**Excerpt:**

For marine biologist Rawan al-Jamal, preventive measures and conservation action are more important than coping and adaptation strategies.
“Last summer, free divers were successful in decreasing the number of these [invasive] creatures significantly. Now it is less abundant,” al-Jamal told Fanack. “When fishermen catch puffer fish, they kill them and throw them back into the sea, reducing their chances of reproduction. Other measures may include monitoring ships and boats for fouling and inspecting or controlling ballast waters from ships.”
Al-Jamal claims that because of its strategic proximity to the sea, Lebanon’s coastal region is under intense anthropogenic pressures, including the privatization of the Maritime Public Domain, pollution (solid waste dumps and wastewater discharges), habitat degradation, erosion and sea filling or land reclamation, sand extraction, port construction (for fishing boats and recreational vessels), and overpopulation exhibited through extensive urbanization. An essential component of the increase is attributable to the tourist resorts’ violations of the marine public domain, which resulted in a considerable retreat of the coastline and decreased public access to the sea.
“Violations on these beaches mean that rocks and vermetid platforms that host various organisms are destroyed. These platforms serve as a place of refuge for species from crabs and other predators,” al-Jamal said. “Many species perish when these habitats are destroyed, and fish no longer have a defense against waves. More violent waves will also have an impact on human life because these rocky surfaces absorb around 70% of the waves.”
What to do?
Though preventative measures are not enough alone, al-Jamal suggests increasing Marine Protected Areas (MPAs).
To allow the fish to reproduce and mature, these MPAs, she says, should have no-take zones and closing periods where fishing is only permitted during certain times of the year. The MPAs should also have monitoring strategies and early detection programs to help plan and implement effective measures.
“It is also crucial to train local fishermen so that they can manage their fishing cooperatives sustainably locally and reap the benefits of the available resources while maintaining the health of the local fish population,” she added.
Al-Jamal warns that invasive fish and invertebrates pose a serious threat to recreational water activities, making it challenging and even dangerous to swim and sail, even though the threat may appear to only affect fish up to this point.
On the other hand, Chibani states that governments in the MENA region do not place a high priority on biodiversity and that they only appear to care about water quality when the tourism industry is growing and requires proper care, as well as when they invest in desalination projects.
Desalination activities have been particularly problematic in the Gulf region: nearly 50% of worldwide desalination capacity is located in Gulf countries; these plants collect sea water but discharge untreated brine back into the ocean, thus negatively impacting marine biodiversity.
The Climate Change Forum released an alarming report in 2019 stating that by 2090; a third of the marine species in the waters of the Gulf could be eliminated due to rising temperatures, altered salinity and oxygen levels, as well as human practices such as overfishing.
“Research and studies are key to understanding the changing tides of the MENA’s marine diversity; and this is what we’re lacking the most,” Chibani said. “Our approach to species like sharks remains primitive and closer to a fairy-tale look, in which we see them as merely predators but fail to recognize that there is a way to study their environment, behavior, and motives so that we can handle what is to come.”

**Activity:**
Echo the passage on marine conservation in Lebanon word for word, from "Desalination activities have" to "impacting marine biodiversity.".

**Extracted records:**

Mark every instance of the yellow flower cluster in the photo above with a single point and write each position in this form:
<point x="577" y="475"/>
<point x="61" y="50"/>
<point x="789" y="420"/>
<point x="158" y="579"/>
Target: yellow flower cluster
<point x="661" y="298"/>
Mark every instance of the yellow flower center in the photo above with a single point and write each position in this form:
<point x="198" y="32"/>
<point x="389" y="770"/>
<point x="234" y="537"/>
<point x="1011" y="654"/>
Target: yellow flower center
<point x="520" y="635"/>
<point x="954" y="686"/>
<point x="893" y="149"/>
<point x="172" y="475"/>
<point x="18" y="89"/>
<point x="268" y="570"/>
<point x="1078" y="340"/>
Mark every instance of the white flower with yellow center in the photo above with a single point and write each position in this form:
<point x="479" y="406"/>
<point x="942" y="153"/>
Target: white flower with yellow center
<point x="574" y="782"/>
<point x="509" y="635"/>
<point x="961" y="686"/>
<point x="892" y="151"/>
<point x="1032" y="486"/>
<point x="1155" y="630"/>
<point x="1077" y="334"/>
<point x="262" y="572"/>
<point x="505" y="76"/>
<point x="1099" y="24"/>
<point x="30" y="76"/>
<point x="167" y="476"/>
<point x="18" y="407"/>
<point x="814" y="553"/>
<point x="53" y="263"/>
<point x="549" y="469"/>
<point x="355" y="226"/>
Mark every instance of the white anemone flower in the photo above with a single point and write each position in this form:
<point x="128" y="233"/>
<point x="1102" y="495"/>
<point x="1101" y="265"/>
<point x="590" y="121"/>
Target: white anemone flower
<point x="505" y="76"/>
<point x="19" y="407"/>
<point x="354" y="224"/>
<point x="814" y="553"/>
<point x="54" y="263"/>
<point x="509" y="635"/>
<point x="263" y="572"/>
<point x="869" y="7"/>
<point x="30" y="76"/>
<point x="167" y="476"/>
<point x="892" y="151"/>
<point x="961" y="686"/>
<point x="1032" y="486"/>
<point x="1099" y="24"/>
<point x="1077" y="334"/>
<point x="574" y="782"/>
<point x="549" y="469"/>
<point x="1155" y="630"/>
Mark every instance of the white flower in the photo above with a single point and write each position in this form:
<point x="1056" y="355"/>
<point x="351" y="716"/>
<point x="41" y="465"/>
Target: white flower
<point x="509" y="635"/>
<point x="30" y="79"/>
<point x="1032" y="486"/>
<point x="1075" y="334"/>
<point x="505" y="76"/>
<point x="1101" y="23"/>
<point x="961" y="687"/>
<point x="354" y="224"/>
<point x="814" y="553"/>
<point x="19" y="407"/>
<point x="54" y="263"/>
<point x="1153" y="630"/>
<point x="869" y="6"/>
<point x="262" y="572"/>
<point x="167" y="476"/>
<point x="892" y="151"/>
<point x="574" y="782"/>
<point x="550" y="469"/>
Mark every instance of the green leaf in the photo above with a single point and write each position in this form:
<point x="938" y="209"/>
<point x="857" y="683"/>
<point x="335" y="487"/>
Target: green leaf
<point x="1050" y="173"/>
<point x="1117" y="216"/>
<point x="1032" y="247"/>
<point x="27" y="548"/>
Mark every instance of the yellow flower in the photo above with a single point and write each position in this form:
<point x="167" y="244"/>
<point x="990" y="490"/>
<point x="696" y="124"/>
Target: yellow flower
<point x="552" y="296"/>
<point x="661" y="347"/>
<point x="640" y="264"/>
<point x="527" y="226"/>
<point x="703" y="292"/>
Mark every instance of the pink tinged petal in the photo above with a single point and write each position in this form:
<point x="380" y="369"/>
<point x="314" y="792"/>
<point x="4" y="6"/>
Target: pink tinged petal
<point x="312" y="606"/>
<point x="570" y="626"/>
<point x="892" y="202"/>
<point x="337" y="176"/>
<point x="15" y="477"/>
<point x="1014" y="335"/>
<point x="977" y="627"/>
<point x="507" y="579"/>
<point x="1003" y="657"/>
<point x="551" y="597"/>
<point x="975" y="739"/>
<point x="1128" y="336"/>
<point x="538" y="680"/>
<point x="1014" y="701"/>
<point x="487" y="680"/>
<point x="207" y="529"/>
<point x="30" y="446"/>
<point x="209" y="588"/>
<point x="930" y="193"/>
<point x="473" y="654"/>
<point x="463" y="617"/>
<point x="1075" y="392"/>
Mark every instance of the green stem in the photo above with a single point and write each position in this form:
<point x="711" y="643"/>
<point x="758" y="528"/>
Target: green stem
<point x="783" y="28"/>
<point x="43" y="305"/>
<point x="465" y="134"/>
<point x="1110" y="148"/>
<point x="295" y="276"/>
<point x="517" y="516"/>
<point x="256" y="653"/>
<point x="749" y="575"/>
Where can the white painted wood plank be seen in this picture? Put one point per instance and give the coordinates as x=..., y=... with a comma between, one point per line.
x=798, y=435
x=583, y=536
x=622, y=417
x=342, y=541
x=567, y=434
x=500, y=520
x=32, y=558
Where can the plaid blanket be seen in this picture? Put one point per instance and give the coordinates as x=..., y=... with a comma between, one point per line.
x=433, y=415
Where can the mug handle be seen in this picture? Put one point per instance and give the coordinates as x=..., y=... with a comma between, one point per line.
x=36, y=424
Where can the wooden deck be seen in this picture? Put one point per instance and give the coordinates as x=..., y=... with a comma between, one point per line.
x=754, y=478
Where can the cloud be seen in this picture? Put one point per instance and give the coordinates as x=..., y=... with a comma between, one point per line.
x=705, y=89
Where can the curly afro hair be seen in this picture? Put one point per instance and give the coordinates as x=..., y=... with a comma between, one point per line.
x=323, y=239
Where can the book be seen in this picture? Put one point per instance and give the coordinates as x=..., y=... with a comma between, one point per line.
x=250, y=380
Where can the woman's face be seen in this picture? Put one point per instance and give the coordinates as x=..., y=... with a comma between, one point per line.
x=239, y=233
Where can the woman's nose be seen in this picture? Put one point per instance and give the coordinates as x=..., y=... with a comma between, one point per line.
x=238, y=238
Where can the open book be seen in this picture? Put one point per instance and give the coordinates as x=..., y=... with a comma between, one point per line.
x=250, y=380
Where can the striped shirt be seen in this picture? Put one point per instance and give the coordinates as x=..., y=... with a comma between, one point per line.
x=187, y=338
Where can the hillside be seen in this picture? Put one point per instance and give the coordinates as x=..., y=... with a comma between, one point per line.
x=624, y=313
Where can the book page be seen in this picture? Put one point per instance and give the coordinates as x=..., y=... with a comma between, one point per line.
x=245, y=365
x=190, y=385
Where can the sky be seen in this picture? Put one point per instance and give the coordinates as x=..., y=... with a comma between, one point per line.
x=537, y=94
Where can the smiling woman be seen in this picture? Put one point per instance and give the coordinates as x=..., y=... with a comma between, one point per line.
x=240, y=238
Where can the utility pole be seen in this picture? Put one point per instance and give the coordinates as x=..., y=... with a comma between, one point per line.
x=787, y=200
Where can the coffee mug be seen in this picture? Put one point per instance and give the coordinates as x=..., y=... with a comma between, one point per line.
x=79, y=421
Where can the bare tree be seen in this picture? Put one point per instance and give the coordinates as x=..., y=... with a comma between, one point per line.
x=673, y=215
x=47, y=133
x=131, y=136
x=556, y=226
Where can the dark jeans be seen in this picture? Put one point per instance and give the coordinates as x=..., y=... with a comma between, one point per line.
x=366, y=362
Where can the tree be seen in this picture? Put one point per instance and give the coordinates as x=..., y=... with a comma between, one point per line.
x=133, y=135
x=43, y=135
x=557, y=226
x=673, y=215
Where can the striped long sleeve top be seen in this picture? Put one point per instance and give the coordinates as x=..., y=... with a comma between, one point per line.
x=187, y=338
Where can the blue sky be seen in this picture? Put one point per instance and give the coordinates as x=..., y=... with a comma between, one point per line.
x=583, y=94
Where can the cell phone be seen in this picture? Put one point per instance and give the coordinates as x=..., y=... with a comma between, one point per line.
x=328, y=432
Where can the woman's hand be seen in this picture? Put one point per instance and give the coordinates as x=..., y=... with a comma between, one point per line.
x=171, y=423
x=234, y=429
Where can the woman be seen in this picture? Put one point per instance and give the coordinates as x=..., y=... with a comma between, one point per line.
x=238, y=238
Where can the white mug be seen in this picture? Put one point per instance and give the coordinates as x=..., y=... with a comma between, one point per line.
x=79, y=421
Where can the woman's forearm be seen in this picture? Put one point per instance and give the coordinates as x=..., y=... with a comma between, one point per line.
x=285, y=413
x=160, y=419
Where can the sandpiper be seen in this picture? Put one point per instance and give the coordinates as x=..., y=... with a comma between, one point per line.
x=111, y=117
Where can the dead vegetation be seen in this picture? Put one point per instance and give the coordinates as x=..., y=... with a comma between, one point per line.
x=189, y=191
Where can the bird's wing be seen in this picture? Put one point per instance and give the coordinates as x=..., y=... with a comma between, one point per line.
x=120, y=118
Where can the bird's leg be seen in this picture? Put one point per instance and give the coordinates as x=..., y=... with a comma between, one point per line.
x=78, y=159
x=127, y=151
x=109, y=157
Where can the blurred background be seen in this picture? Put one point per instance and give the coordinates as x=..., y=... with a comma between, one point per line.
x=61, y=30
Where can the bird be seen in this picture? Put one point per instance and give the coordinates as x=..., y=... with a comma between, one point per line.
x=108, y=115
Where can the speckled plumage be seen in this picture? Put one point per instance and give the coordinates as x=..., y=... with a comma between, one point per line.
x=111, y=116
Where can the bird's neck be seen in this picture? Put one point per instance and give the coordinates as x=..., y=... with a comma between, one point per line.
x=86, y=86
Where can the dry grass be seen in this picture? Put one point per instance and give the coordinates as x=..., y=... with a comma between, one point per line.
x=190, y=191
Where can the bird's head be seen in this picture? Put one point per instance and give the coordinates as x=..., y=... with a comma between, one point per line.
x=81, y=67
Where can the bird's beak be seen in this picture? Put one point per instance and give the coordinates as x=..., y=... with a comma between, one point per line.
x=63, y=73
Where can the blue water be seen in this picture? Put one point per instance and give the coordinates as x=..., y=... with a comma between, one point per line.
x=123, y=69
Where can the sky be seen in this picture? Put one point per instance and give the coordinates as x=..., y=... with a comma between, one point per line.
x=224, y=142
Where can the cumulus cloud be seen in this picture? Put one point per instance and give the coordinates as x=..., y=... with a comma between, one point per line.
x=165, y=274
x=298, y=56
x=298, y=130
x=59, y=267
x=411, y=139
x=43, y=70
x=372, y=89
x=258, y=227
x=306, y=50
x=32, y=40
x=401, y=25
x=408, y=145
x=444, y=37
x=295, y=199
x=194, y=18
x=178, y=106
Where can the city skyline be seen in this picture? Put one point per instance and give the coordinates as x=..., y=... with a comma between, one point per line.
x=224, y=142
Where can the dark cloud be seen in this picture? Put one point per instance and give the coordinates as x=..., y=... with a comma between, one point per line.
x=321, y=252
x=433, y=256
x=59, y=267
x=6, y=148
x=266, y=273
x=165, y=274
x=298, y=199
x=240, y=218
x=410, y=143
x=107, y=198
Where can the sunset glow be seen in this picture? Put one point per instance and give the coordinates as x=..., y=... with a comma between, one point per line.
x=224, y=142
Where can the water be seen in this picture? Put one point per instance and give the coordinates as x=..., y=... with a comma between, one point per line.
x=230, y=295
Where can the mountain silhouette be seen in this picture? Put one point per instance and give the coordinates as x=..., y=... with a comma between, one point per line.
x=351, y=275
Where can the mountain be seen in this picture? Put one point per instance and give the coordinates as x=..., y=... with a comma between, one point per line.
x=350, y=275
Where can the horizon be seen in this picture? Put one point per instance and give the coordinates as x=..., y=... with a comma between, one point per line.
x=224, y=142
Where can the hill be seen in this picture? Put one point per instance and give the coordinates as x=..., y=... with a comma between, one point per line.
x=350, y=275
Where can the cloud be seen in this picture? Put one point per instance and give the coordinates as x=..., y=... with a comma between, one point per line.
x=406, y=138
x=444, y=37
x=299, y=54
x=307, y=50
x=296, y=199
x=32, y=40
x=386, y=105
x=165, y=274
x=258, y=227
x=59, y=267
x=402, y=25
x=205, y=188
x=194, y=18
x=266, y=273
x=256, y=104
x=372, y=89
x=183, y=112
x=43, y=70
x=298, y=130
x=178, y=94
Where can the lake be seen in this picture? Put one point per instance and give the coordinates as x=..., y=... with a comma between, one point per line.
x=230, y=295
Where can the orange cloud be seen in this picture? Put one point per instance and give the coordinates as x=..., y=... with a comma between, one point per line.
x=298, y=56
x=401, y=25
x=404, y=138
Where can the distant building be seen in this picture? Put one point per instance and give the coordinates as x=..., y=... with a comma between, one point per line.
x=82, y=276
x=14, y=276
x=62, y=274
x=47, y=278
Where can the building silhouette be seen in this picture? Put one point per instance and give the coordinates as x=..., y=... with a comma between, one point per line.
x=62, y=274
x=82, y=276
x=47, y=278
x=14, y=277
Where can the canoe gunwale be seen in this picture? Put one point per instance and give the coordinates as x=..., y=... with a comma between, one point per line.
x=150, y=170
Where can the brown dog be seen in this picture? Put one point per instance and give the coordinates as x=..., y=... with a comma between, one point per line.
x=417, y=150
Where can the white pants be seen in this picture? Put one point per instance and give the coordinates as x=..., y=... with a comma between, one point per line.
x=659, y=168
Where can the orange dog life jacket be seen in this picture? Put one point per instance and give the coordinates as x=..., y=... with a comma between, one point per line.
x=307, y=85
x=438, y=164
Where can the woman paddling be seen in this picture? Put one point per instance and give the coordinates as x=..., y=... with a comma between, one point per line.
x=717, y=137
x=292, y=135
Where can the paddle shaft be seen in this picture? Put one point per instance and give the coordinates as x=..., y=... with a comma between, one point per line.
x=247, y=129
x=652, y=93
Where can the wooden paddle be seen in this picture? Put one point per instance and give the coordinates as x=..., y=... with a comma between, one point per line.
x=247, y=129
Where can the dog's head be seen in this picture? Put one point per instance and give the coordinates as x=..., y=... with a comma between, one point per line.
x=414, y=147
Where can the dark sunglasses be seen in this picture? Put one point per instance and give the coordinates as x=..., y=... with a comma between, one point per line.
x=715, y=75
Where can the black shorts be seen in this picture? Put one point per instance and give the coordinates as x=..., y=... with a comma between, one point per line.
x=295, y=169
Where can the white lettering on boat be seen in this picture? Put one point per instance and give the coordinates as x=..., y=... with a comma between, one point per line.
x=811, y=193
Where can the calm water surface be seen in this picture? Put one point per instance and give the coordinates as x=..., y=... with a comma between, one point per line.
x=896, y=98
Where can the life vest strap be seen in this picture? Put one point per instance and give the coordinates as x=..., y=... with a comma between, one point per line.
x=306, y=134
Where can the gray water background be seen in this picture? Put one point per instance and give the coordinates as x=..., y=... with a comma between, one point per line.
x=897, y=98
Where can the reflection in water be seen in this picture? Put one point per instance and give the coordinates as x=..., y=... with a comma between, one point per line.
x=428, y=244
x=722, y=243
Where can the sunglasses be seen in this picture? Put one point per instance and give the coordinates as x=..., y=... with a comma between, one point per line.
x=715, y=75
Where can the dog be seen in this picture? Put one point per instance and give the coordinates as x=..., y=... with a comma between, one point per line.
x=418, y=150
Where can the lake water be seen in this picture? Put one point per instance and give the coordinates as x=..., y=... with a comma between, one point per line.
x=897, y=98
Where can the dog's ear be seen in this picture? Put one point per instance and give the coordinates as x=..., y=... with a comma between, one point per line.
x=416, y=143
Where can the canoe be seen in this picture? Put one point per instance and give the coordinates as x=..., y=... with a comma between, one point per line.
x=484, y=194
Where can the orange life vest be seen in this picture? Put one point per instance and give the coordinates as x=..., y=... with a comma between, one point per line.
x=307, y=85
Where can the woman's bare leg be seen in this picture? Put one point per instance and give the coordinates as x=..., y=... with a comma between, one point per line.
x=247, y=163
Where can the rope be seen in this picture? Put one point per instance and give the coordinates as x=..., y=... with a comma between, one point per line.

**Solution:**
Desalination activities have been particularly problematic in the Gulf region: nearly 50% of worldwide desalination capacity is located in Gulf countries; these plants collect sea water but discharge untreated brine back into the ocean, thus negatively impacting marine biodiversity.